[[ Given records open ]]

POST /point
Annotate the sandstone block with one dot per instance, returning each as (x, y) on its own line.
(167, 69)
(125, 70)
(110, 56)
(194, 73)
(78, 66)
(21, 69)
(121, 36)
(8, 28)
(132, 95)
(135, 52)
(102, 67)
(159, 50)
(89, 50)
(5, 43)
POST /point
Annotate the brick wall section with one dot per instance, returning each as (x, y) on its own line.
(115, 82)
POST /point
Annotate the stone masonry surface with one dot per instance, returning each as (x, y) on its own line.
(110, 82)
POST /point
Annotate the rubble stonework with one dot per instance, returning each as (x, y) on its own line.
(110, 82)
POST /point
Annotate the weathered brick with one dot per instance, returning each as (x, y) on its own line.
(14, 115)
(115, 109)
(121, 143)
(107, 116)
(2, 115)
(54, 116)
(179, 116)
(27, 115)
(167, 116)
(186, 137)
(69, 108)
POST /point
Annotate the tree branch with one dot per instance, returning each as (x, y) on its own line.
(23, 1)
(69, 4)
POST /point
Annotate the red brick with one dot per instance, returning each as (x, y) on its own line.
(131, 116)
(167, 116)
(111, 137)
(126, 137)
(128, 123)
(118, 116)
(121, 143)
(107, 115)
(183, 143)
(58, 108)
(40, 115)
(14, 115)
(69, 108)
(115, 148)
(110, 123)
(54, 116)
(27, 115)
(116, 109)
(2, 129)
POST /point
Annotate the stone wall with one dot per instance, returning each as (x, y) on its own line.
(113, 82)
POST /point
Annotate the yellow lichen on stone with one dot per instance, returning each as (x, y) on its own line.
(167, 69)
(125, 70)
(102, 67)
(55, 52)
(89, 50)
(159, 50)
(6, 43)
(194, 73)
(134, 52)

[[ Given records closed ]]

Task description :: The records need to be set down again without a single difference.

Task output ::
POST /point
Annotate the sandstone block with one dot per instance, returning each as (x, y) on its own line.
(167, 69)
(125, 70)
(110, 56)
(194, 73)
(78, 66)
(21, 69)
(121, 36)
(8, 28)
(132, 95)
(135, 52)
(102, 67)
(159, 50)
(89, 50)
(5, 43)
POST /point
Annotate the brick wall section with one dot per instance, returning each as (x, y) on its own line.
(115, 82)
POST /point
Annotate the stone masonry surface with one dot per instance, returning each as (x, y) on its own line.
(110, 82)
POST /point
Annotate the rubble stonework with one dot per instance, returning each as (x, y) on its own line.
(110, 82)
POST /point
Annotate the weathered brick with one dot per instance, returning each as (x, y) on its own line.
(14, 115)
(115, 109)
(121, 143)
(107, 116)
(2, 115)
(54, 116)
(179, 116)
(27, 115)
(167, 116)
(186, 137)
(69, 108)
POST /point
Annotate the tree branch with one dot per instance, returning each as (x, y) on its own line.
(23, 1)
(69, 4)
POST /point
Annotate the red brick with one dot per instance, returning each as (x, y) on its own line.
(131, 116)
(167, 116)
(111, 137)
(126, 137)
(128, 123)
(118, 116)
(121, 143)
(107, 115)
(183, 143)
(58, 108)
(40, 115)
(14, 115)
(69, 108)
(115, 148)
(110, 123)
(54, 116)
(27, 115)
(116, 109)
(2, 129)
POST /point
Annotate the stone wall with one dot per instance, returning each as (x, y) on its own line.
(113, 82)
POST /point
Annotate the yellow lichen on stone with one dot per instance, returning each as (x, y) on its own line.
(167, 69)
(125, 70)
(102, 67)
(55, 52)
(89, 50)
(159, 50)
(6, 43)
(194, 73)
(134, 52)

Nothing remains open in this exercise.